### Fragmento citado
Las fallas del Estado no se han dado a propósito. Los gobiernos sí han tratado de mejorar la infraestructura, pero sus esfuerzos se han visto frustrados por el clientelismo, la mala planeación, la corrupción y diversos flagelos que también afectan a otros segmentos del sector público. A pesar de todo esto, fruto del trabajo de algunos equipos bien preparados y ciertas reformas bien concebidas, la infraestructura ha mejorado, aunque demasiado despacio y en forma insuficiente. Es necesario redoblar los esfuerzos para corregir los defectos que impiden la acelerada modernización de las vías de transporte.
Daron Acemoglu y James Robinson afirman en su último libro, The Narrow Corridor, que “el Estado colombiano (...) nunca ha estado interesado en la construcción de carreteras”, hasta el punto de que “algunas capitales de departamentos no están conectadas con el resto del país, salvo por la vía aérea”.
Para ilustrar su tesis, resumen la complicada historia de la carretera entre Pasto y Mocoa, clave para la frontera sur. Repasan los intentos vanos de Rafael Reyes por construir esta obra y los avances realizados por los padres capuchinos, con el trabajo forzado de los indígenas, y concluyen con la situación de hoy, después de varias iniciativas fallidas, cuando aún no existe una vía moderna que conecte el Putumayo con el resto del país.

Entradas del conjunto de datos
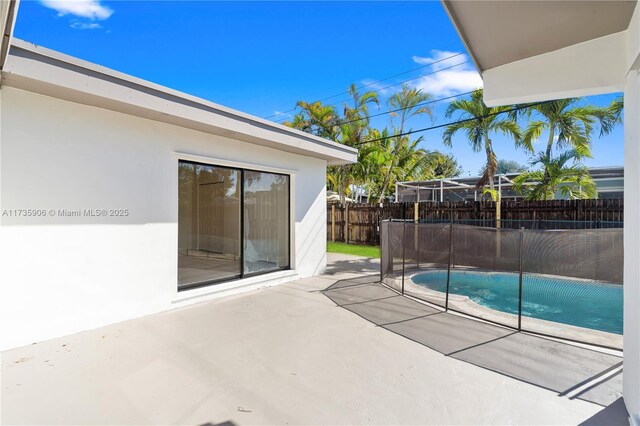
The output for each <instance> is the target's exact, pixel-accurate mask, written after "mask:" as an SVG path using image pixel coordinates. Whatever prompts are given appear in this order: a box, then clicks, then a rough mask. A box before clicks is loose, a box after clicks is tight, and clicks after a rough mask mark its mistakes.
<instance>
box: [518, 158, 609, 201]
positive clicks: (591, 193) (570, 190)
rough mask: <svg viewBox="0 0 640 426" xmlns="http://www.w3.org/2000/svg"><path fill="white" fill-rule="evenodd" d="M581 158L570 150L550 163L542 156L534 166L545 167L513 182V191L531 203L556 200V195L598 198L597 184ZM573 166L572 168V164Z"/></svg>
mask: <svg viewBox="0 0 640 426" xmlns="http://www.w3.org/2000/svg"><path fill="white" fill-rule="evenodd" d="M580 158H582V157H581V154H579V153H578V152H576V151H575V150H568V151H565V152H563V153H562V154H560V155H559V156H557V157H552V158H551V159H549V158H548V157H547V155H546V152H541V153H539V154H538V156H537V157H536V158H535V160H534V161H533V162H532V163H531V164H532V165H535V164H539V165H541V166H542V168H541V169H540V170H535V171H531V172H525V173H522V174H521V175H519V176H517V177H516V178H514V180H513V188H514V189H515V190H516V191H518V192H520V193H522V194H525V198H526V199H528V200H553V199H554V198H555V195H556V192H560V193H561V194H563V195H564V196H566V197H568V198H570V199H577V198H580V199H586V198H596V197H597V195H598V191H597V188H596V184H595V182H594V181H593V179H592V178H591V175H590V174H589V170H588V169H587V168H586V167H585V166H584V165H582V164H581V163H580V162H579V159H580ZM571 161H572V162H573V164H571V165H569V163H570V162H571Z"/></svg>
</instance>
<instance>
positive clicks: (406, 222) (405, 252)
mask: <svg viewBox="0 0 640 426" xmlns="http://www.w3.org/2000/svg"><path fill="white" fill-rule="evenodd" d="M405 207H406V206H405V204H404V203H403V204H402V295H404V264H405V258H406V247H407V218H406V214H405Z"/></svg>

---

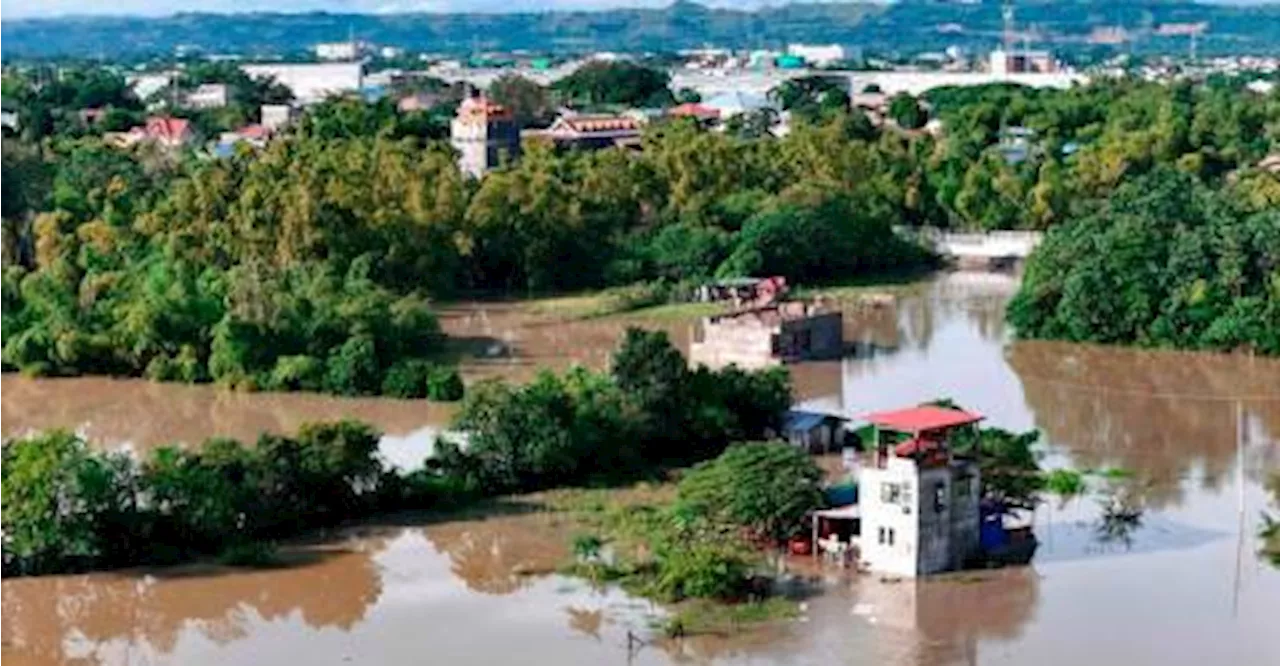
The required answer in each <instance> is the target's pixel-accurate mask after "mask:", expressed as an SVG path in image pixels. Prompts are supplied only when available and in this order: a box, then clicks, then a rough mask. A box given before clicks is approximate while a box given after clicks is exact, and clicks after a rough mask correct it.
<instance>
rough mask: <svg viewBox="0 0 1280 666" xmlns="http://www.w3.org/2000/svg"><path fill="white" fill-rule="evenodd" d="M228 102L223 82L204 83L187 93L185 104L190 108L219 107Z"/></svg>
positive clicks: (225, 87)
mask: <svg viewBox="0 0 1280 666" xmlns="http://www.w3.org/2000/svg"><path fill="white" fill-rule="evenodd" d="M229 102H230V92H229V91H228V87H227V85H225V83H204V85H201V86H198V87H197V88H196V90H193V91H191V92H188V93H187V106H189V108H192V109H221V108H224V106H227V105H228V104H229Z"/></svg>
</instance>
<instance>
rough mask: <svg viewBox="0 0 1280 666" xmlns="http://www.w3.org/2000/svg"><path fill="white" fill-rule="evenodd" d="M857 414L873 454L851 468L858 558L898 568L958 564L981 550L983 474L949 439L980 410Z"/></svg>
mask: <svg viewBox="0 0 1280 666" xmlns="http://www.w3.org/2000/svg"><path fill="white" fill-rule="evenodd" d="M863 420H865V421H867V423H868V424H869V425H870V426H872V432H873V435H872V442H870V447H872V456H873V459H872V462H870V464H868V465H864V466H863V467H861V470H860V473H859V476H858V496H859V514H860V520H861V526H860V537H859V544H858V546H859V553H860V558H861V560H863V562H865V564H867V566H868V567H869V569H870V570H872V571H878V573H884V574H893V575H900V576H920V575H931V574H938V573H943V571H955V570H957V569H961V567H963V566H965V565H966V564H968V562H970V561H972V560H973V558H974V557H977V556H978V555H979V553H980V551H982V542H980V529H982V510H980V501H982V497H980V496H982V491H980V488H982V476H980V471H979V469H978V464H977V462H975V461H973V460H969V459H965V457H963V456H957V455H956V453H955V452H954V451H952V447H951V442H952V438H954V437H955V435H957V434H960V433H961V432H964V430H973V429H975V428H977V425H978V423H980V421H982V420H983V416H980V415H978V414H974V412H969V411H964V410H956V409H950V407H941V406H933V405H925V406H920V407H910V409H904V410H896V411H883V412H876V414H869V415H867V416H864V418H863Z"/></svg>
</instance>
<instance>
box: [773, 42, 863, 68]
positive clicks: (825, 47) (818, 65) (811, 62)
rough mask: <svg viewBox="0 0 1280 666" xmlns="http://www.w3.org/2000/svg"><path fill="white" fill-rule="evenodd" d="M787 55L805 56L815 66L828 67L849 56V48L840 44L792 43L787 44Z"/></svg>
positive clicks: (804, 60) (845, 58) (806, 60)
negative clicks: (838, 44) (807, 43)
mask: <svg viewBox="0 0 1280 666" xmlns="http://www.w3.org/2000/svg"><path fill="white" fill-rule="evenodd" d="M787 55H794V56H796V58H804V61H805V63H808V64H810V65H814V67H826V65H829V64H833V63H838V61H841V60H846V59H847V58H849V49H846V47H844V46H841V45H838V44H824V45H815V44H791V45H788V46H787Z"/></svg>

---

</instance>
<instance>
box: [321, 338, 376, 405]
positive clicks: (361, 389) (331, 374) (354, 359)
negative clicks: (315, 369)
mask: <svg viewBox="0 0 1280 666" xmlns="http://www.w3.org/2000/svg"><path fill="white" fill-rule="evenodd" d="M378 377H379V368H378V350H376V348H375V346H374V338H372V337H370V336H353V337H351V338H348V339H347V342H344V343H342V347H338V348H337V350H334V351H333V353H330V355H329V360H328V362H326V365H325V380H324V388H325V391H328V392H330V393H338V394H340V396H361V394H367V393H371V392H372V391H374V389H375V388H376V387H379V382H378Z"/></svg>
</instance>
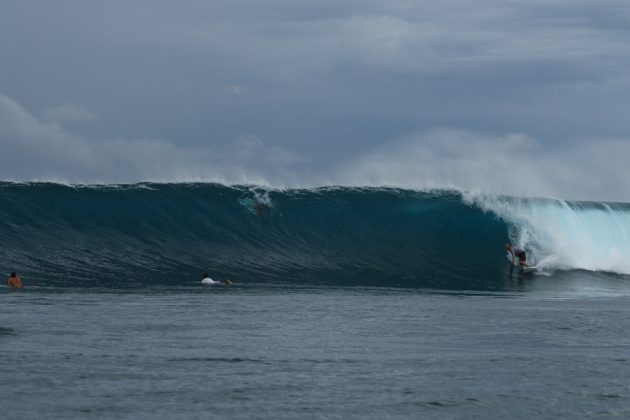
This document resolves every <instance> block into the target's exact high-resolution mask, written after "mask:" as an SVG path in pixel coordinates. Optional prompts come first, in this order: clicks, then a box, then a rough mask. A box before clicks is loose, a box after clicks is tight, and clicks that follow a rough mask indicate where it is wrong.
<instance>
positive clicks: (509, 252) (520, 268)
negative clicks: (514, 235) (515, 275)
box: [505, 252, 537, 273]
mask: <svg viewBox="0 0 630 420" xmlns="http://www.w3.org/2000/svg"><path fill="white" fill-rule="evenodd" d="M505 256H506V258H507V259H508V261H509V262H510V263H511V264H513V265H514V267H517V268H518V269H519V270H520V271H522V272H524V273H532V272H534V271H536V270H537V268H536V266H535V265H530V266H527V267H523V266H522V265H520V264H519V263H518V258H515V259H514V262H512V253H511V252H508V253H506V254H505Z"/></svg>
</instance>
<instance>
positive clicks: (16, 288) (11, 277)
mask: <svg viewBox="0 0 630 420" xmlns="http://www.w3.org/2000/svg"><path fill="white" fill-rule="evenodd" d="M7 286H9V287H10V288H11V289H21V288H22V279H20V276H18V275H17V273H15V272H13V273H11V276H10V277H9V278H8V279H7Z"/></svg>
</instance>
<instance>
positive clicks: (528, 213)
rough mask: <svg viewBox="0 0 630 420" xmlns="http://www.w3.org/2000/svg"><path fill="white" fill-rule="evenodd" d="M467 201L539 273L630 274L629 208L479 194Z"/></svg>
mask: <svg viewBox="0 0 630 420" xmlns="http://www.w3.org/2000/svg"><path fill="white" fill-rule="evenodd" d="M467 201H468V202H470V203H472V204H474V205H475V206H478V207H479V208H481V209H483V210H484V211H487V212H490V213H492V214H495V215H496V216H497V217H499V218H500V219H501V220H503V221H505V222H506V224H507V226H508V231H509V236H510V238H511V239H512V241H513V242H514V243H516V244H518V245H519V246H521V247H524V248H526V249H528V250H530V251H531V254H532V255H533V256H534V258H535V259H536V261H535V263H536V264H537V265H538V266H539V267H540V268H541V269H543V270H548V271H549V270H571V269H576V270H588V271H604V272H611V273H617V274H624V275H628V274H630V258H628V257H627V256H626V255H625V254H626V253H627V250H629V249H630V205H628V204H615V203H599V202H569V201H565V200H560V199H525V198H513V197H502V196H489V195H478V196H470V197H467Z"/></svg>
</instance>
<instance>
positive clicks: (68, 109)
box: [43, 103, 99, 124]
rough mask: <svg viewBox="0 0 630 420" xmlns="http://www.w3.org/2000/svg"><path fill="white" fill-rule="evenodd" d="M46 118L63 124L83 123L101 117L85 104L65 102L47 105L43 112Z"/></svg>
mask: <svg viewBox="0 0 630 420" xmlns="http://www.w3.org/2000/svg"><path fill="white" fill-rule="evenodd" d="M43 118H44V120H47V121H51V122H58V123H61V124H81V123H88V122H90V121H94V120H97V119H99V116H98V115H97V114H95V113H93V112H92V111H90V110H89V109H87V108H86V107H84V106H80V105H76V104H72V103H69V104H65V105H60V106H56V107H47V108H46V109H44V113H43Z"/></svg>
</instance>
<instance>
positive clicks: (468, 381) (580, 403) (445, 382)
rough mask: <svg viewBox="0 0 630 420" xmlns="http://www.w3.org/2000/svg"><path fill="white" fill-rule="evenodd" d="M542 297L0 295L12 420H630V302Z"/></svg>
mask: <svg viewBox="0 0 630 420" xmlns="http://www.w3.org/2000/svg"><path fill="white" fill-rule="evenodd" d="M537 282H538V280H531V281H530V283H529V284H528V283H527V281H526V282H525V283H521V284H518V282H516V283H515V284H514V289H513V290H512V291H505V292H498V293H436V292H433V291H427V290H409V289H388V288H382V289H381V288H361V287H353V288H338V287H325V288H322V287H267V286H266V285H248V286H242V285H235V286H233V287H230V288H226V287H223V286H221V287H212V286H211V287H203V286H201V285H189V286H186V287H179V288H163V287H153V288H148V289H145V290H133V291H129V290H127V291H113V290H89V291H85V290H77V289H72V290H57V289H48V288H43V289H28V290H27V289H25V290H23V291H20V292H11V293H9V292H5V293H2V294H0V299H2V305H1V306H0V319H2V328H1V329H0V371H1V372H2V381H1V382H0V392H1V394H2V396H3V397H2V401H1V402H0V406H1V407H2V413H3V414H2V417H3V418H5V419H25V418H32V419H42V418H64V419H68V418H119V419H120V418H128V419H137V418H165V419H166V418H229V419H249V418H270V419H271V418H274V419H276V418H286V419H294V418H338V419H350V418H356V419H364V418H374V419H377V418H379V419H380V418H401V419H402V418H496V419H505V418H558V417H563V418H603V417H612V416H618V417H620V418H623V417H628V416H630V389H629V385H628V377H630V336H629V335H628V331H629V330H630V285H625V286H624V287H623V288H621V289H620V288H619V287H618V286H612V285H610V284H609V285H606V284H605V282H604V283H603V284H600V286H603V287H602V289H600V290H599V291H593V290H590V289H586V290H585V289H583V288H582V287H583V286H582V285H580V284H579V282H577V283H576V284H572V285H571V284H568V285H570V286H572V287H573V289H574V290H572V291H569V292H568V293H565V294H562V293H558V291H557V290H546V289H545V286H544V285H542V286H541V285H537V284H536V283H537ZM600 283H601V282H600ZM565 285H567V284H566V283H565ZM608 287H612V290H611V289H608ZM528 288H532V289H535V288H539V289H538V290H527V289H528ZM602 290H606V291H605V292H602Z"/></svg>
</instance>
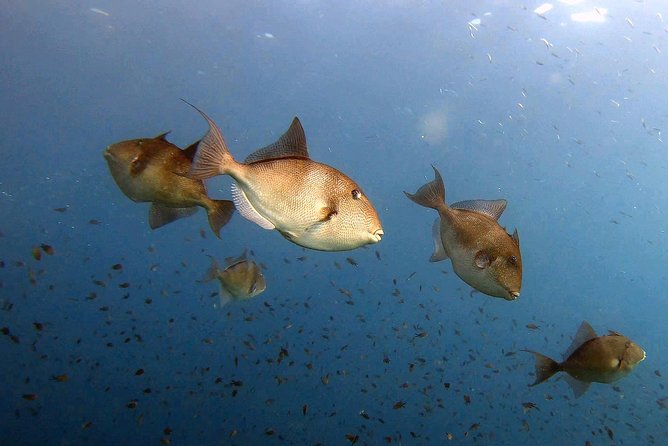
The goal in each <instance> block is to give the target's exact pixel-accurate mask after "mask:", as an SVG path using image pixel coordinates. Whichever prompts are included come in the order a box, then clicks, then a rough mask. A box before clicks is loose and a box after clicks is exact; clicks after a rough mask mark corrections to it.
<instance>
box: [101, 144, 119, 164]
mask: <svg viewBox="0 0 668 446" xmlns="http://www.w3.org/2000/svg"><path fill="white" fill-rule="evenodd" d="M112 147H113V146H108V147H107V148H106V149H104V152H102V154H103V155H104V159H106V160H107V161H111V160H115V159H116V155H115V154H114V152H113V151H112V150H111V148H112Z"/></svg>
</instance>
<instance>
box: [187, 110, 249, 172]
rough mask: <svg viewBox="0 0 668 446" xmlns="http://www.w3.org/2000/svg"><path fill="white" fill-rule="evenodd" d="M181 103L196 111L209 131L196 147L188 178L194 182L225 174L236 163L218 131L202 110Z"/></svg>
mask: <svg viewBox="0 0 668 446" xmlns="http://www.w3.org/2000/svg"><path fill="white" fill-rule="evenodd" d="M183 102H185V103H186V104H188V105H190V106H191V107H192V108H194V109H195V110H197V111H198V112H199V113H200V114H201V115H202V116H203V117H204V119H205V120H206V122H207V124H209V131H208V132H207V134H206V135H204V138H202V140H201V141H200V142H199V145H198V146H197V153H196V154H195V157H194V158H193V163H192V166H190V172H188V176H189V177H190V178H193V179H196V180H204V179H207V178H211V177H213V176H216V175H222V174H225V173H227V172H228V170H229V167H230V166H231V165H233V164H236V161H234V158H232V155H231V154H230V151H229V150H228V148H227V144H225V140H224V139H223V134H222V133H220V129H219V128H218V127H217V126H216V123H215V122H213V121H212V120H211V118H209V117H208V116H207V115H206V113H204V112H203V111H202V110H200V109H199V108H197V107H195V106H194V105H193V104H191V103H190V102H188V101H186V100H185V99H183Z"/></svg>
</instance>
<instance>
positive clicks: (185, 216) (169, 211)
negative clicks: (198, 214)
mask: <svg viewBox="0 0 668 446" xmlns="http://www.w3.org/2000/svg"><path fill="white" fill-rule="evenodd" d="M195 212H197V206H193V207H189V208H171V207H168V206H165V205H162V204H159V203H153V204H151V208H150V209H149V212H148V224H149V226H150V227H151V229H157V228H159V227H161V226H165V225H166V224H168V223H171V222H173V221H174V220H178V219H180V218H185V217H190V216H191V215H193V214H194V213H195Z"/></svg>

### Qué se pide
1. Del fragmento sobre la infraestructura vial en Colombia, reproduce el texto entre "Para ilustrar su" y "resto del país.", ambos incluidos, cambiando "carretera" por "vía".
2. Enumera todas las personas que el fragmento sobre la infraestructura vial en Colombia menciona por su nombre.
3. Prolonga el fragmento sobre la infraestructura vial en Colombia a partir de su última oración.
Las entradas son material independiente del fragmento.

### Resultados
1.
Para ilustrar su tesis, resumen la complicada historia de la vía entre Pasto y Mocoa, clave para la frontera sur. Repasan los intentos vanos de Rafael Reyes por construir esta obra y los avances realizados por los padres capuchinos, con el trabajo forzado de los indígenas, y concluyen con la situación de hoy, después de varias iniciativas fallidas, cuando aún no existe una vía moderna que conecte el Putumayo con el resto del país.

2. Daron Acemoglu, James Robinson, Rafael Reyes

3.
Cualquier observador podría agregar muchos otros casos semejantes, entre ellos las troncales inconclusas de dobles calzadas que necesita el país. El proyecto de una doble calzada que una a Bogotá con la costa Caribe, por ejemplo, comenzó en noviembre de 1997 con el desastrado contrato de Commsa. Hoy, más de 20 años después, con las dificultades de la Ruta del Sol, esta obra no ha avanzado ni el 40 % y algunos de sus tramos enfrentan un futuro incierto. En el mejor de los casos, si se resuelven a tiempo las dificultades existentes, el país solo contará con esa troncal después del año 2030. Y una historia parecida se puede contar sobre otras dobles calzadas, como la de Bogotá a Medellín o la de Bogotá a Buenaventura.
Acemoglu y Robinson señalan, con razón, que el resultado de la carencia de carreteras es una sociedad fragmentada en zonas inconexas. Con regiones separadas por cordilleras, ríos y valles, se forma una economía desintegrada, con altos costos de transporte, baja productividad y escasas economías de escala. Los consecuentes altos costos de transporte restan competitividad a las exportaciones y encarecen las importaciones.
Las fallas de los gobiernos en materia de carreteras son bien conocidas. Fueron diagnosticadas, por lo menos desde 1950, por el profesor Currie: mala realización del presupuesto, dispersión y atomización de recursos, estudios y diseños defectuosos, deficiente contratación, y peor ejecución y control. Aunque con frecuencia no han existido suficientes recursos, en la mayoría de los casos la falta de plata no ha sido el principal problema.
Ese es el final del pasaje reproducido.